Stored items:
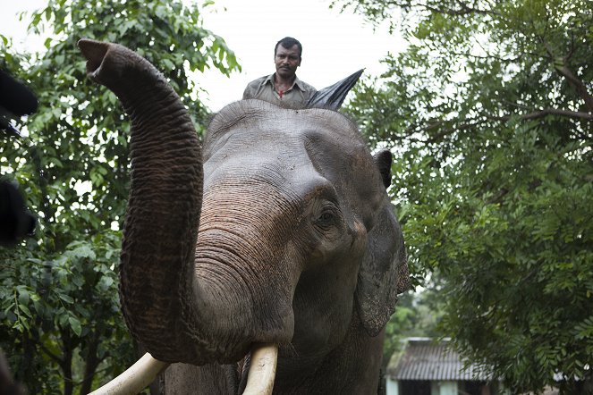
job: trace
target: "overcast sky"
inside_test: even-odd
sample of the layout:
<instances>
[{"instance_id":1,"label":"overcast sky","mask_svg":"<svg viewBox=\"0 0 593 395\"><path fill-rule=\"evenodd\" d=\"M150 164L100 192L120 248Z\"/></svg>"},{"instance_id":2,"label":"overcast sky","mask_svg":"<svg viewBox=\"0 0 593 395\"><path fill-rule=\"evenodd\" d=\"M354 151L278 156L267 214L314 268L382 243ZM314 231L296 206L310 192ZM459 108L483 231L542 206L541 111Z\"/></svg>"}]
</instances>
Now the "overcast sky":
<instances>
[{"instance_id":1,"label":"overcast sky","mask_svg":"<svg viewBox=\"0 0 593 395\"><path fill-rule=\"evenodd\" d=\"M43 40L26 34L16 13L43 7L47 0L0 0L0 34L13 37L15 45L42 48ZM201 2L200 2L201 3ZM215 0L204 13L207 29L221 36L235 52L242 66L231 78L217 71L199 76L199 84L208 91L202 97L213 111L241 97L251 80L274 72L274 46L292 36L303 46L302 63L297 71L301 80L321 88L359 69L378 75L385 69L380 59L387 52L402 49L402 40L389 36L386 28L377 30L365 25L362 17L329 9L329 0Z\"/></svg>"}]
</instances>

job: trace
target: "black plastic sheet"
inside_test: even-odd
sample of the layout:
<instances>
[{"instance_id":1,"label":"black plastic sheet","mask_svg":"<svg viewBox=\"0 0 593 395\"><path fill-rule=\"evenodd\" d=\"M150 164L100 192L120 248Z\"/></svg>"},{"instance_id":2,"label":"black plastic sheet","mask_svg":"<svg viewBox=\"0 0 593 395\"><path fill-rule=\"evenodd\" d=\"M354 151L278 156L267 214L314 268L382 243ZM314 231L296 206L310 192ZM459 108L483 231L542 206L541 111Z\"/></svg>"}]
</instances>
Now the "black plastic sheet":
<instances>
[{"instance_id":1,"label":"black plastic sheet","mask_svg":"<svg viewBox=\"0 0 593 395\"><path fill-rule=\"evenodd\" d=\"M360 78L360 75L362 75L362 71L364 71L364 69L359 70L334 85L318 90L313 97L309 99L305 107L337 110L342 105L342 103L343 103L350 89L352 88L356 81Z\"/></svg>"}]
</instances>

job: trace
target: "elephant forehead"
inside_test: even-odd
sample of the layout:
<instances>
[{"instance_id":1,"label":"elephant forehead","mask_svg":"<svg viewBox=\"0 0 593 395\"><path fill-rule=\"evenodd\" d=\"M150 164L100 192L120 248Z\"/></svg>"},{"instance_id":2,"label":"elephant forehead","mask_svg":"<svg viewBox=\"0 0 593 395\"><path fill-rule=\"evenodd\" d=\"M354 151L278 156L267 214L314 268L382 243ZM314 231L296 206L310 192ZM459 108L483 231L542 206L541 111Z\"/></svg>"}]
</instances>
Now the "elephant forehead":
<instances>
[{"instance_id":1,"label":"elephant forehead","mask_svg":"<svg viewBox=\"0 0 593 395\"><path fill-rule=\"evenodd\" d=\"M204 159L208 161L224 147L238 154L249 149L270 155L278 151L302 155L303 142L310 140L310 134L327 134L330 139L318 141L345 147L361 141L356 126L336 112L290 110L259 100L243 100L223 108L210 122Z\"/></svg>"}]
</instances>

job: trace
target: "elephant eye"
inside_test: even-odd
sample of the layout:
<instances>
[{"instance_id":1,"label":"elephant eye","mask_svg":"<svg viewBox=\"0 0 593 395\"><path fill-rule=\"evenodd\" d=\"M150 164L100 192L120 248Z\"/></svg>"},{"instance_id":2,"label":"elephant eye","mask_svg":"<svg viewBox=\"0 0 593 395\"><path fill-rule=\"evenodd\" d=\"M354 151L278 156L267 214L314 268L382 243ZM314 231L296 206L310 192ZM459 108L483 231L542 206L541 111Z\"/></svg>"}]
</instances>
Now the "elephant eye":
<instances>
[{"instance_id":1,"label":"elephant eye","mask_svg":"<svg viewBox=\"0 0 593 395\"><path fill-rule=\"evenodd\" d=\"M327 205L323 207L316 224L322 229L327 229L336 225L339 223L339 209L334 205Z\"/></svg>"},{"instance_id":2,"label":"elephant eye","mask_svg":"<svg viewBox=\"0 0 593 395\"><path fill-rule=\"evenodd\" d=\"M319 216L319 221L323 223L329 223L334 219L334 213L326 212Z\"/></svg>"}]
</instances>

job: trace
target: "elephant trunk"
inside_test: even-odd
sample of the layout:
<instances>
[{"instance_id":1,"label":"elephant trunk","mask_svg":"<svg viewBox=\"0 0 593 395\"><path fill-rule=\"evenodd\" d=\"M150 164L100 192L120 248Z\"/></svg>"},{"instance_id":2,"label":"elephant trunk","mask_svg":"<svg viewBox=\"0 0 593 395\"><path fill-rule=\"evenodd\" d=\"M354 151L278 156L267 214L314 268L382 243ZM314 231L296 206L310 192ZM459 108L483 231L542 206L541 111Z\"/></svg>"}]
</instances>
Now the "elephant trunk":
<instances>
[{"instance_id":1,"label":"elephant trunk","mask_svg":"<svg viewBox=\"0 0 593 395\"><path fill-rule=\"evenodd\" d=\"M90 78L115 93L131 122L120 266L126 323L156 358L203 364L193 265L203 173L193 124L147 60L116 44L82 39L79 47Z\"/></svg>"}]
</instances>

*The request*
From the rows above, pull out every line that contains the word "forehead" and copy those lines.

*In response*
target: "elephant forehead"
[{"instance_id":1,"label":"elephant forehead","mask_svg":"<svg viewBox=\"0 0 593 395\"><path fill-rule=\"evenodd\" d=\"M150 164L100 192L120 248Z\"/></svg>"},{"instance_id":2,"label":"elephant forehead","mask_svg":"<svg viewBox=\"0 0 593 395\"><path fill-rule=\"evenodd\" d=\"M354 151L278 156L267 214L314 268L382 243ZM314 231L296 206L310 192ZM459 108L483 231L542 206L541 111Z\"/></svg>"}]
Now the "elephant forehead":
[{"instance_id":1,"label":"elephant forehead","mask_svg":"<svg viewBox=\"0 0 593 395\"><path fill-rule=\"evenodd\" d=\"M204 159L208 161L224 147L238 154L249 149L270 155L278 151L302 155L303 142L310 140L310 134L327 134L330 139L318 141L345 147L361 141L356 126L336 112L290 110L259 100L243 100L223 108L210 122Z\"/></svg>"}]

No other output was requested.